→ Records for this task:
══════
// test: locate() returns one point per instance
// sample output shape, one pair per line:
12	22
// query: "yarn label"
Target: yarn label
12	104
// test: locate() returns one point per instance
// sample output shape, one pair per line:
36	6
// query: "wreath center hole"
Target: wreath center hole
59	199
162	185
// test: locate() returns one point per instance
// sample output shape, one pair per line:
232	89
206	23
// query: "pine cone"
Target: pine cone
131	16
══════
→ What you are asked to do:
Your task is to transcribe the material exactly.

→ Exercise answer:
// test: locate() returns one point per instance
// sample output shape, one pair per line:
12	22
// query: "yarn label"
Target: yarn label
12	104
// test: locate() returns one point per instance
// sample output shape, one pair per line:
36	6
// query: "wreath center hole"
Target: wreath center hole
59	199
162	185
// test: locate() returns one point per instance
// sample output shape, one pair per line:
232	89
206	23
// query: "pine cone"
Target: pine cone
131	16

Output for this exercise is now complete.